## [AUSGEWÄHLTER AUSZUG]
╭──
BMF: Personengesellschaft als Organgesellschaft

 Mit Schreiben vom 26.05.2017 nimmt das BMF zur jüngsten Rechtsprechung des EuGH und der beiden Senate zur umsatzsteuerlichen Organschaft Stellung. Die Verwaltung folgt der Argumentation des 5. Senats und lässt finanziell eingegliederte Personengesellschaften unter bestimmten Voraussetzungen zur Organschaft zu.

Hintergrund

 Der EuGH hatte entschieden, dass das deutsche Recht insoweit nicht im Einklang mit Art. 11 MwStSystRL steht, als es Personengesellschaften aufgrund ihrer Rechtsform von der umsatzsteuerlichen Organschaft ausschließt. Der XI. Senat des BFH folgt dem EuGH mit dem Argument, dass eine Personengesellschaft in der Rechtsform einer GmbH & Co KG vom Begriff „juristische Person“ in § 2 Abs. 2 Nr. 2 UStG umfasst sei. Auch der V. Senat des BFH folgt dem EuGH im Ergebnis für den Fall, dass eine Personengesellschaft wie eine Kapitalgesellschaft in das Unternehmen des Organträgers eingegliedert ist.

Verwaltungsanweise

 Die Verwaltung folgt im Wesentlichen den bereits im Entwurf vorgelegten Änderungen und orientiert sich bei der Frage, ob auch eine Personengesellschaft eine Organgesellschaft sein kann an den Aussagen des V. Senats (zu den teilweise unterschiedlichen Ansichten des V. und XI. Senats siehe Deloitte Tax-News sowie Deloitte Tax-News vom 01.02.2016 und vom 28.07.2015).
╰──
## [ZIEL DER ÜBUNG]
Gib den Auszug zur umsatzsteuerlichen Organschaft erneut wieder, beginnend mit „Mit Schreiben vom“ und weiter bis einschließlich „zur Organschaft zu.“. Benenne dabei „BMF“ in „Bundesfinanzministerium“ um. Die Zeilen darunter stammen aus einer anderen Quelle.

## [GEZEIGTES MATERIAL]
╭──
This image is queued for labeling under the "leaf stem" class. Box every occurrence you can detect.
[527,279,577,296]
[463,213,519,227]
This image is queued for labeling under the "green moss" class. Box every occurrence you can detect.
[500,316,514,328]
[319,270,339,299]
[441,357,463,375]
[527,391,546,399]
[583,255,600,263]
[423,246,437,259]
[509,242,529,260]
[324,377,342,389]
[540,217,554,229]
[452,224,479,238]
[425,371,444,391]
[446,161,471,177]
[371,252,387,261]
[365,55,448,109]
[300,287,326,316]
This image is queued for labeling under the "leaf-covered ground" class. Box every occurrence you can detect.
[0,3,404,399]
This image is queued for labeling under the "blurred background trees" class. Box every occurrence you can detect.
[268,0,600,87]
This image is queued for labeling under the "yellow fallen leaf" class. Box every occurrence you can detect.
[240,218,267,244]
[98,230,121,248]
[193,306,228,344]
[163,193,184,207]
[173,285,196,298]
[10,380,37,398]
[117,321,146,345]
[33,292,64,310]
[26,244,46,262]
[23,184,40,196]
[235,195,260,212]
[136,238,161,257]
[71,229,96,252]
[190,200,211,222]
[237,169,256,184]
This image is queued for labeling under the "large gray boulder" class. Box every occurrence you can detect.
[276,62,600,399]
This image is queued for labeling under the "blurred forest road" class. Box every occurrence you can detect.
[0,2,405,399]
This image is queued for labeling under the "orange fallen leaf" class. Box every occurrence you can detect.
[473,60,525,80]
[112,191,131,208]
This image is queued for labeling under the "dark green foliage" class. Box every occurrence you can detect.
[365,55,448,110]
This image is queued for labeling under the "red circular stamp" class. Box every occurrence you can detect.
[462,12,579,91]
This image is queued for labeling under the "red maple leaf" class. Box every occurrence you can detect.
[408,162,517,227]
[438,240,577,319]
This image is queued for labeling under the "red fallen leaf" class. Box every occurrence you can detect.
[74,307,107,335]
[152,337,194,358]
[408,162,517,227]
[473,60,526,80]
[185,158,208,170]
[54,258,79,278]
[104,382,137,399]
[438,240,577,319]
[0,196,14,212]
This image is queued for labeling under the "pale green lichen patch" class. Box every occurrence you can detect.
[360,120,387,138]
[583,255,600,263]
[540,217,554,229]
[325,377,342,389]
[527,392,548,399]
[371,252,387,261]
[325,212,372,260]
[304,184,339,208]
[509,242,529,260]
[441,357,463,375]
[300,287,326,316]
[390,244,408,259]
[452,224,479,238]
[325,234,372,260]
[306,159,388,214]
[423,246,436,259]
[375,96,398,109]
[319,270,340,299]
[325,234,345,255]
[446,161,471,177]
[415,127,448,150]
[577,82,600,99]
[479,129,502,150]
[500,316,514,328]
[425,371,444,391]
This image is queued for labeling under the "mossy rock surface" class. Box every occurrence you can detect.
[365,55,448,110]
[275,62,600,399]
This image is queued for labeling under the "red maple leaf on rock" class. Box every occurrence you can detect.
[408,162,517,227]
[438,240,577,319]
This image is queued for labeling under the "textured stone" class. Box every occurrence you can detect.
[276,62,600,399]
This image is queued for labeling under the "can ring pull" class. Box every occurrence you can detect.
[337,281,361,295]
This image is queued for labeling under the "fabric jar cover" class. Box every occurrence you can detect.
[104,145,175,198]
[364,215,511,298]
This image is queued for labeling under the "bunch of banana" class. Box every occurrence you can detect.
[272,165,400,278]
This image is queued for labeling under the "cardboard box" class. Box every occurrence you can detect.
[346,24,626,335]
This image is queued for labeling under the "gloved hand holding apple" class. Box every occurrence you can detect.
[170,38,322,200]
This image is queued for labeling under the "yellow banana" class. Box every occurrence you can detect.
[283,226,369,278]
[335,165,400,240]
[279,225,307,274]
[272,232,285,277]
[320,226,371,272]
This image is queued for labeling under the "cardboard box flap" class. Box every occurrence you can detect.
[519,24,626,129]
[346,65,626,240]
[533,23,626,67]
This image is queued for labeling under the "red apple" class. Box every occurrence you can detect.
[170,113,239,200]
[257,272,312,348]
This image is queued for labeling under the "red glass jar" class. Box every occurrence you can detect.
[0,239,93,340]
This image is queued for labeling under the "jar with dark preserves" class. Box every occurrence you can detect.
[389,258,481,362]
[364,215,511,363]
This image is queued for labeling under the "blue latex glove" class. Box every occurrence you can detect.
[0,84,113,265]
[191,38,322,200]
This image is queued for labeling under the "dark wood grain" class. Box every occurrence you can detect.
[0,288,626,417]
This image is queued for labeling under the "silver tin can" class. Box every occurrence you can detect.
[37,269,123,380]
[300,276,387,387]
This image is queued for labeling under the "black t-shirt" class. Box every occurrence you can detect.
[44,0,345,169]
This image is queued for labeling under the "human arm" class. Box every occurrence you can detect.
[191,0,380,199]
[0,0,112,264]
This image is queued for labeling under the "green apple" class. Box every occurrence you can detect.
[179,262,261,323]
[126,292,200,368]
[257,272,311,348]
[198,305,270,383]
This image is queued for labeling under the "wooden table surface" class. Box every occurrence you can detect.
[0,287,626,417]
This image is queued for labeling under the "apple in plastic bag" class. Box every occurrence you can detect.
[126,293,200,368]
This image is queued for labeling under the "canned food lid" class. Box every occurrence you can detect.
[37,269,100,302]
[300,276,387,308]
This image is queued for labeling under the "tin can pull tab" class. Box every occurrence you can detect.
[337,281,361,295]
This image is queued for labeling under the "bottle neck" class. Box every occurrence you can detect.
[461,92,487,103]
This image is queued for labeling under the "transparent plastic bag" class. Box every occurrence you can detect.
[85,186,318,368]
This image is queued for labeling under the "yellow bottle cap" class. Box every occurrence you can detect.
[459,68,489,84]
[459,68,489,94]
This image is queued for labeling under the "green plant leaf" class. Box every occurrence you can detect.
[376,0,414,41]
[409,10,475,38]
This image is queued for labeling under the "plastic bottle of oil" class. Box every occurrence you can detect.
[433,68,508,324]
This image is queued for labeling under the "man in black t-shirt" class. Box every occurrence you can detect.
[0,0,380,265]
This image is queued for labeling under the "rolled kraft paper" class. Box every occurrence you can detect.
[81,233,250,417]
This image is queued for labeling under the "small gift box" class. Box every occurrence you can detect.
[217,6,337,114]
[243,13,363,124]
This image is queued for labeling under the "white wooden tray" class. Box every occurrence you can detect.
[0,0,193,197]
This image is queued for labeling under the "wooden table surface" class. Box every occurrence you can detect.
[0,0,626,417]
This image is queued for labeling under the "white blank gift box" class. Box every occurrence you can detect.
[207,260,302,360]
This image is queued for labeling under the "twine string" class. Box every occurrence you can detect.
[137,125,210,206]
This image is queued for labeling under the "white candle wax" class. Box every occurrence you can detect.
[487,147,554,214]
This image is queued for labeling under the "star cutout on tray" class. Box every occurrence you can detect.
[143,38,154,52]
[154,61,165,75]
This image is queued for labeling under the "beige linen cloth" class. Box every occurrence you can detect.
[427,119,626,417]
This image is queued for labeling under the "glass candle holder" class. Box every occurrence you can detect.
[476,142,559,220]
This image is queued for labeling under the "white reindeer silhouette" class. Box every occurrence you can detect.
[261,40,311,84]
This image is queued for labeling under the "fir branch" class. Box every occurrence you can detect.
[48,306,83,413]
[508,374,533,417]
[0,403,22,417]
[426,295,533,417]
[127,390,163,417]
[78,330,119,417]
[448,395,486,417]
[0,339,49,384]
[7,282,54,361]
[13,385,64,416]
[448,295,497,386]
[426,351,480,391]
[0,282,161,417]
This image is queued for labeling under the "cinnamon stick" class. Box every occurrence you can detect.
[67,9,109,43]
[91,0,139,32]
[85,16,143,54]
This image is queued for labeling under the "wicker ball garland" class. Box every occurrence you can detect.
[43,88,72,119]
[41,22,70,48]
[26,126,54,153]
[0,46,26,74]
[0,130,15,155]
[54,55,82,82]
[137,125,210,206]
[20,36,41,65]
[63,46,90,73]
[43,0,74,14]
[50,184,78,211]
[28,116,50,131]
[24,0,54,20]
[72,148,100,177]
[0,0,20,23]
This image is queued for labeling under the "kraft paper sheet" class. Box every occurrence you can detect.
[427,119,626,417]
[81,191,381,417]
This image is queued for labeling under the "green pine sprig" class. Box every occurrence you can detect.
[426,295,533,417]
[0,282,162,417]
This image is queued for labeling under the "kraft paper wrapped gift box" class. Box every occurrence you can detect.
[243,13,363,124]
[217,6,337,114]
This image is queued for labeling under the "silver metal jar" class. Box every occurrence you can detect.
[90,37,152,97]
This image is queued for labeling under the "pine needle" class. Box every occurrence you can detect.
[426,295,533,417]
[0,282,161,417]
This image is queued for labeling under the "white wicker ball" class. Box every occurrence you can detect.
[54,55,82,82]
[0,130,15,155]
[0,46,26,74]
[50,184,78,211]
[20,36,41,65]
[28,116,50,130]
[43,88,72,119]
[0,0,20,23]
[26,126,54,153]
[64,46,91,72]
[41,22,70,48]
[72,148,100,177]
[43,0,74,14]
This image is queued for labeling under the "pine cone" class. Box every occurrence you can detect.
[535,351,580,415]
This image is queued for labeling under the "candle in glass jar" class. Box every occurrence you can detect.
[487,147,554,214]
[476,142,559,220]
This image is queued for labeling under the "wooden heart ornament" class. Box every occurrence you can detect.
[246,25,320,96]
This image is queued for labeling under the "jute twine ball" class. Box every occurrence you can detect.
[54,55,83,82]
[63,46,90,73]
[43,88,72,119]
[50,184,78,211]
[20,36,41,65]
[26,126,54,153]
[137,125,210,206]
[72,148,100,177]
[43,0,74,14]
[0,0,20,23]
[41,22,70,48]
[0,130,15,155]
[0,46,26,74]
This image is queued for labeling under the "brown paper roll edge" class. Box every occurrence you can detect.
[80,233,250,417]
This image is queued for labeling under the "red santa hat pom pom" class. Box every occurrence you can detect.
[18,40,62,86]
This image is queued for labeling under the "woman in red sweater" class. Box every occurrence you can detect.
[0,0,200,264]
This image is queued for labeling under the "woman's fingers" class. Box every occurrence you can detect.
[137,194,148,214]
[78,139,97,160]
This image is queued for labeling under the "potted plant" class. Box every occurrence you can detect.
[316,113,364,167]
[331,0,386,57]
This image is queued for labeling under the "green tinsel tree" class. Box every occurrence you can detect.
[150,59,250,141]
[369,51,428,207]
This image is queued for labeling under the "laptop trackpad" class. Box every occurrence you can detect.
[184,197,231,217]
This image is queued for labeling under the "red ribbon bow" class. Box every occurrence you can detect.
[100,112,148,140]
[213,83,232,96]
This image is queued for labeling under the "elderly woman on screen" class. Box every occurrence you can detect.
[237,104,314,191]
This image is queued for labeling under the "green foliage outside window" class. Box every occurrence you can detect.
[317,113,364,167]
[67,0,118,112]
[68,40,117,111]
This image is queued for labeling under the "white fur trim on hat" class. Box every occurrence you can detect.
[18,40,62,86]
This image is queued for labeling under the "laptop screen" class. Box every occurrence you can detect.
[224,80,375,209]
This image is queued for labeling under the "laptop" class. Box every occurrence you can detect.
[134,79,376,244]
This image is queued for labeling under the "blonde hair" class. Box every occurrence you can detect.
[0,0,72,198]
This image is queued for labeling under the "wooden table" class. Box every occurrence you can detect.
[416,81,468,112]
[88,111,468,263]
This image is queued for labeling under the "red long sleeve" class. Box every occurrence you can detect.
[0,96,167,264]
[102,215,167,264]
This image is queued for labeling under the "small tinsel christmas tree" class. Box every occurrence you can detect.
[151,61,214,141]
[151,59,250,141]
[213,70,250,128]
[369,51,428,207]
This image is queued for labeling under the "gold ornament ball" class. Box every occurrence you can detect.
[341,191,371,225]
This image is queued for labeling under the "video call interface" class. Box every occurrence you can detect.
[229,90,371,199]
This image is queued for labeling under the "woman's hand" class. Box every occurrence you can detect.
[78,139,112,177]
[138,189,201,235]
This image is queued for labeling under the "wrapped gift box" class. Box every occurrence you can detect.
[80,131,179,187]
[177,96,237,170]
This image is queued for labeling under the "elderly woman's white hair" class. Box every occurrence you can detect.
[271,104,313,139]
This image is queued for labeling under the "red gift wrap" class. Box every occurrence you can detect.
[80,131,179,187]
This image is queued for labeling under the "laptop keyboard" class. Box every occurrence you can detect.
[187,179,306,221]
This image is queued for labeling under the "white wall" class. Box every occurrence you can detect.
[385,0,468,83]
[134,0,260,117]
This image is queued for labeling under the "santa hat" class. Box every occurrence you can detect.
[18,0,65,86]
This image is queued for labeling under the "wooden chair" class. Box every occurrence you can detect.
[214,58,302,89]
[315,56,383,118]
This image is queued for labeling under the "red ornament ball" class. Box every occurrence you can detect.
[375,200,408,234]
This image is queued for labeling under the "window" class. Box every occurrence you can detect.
╰──
## [ERGEBNIS]
Mit Schreiben vom 26.05.2017 nimmt das Bundesfinanzministerium zur jüngsten Rechtsprechung des EuGH und der beiden Senate zur umsatzsteuerlichen Organschaft Stellung. Die Verwaltung folgt der Argumentation des 5. Senats und lässt finanziell eingegliederte Personengesellschaften unter bestimmten Voraussetzungen zur Organschaft zu.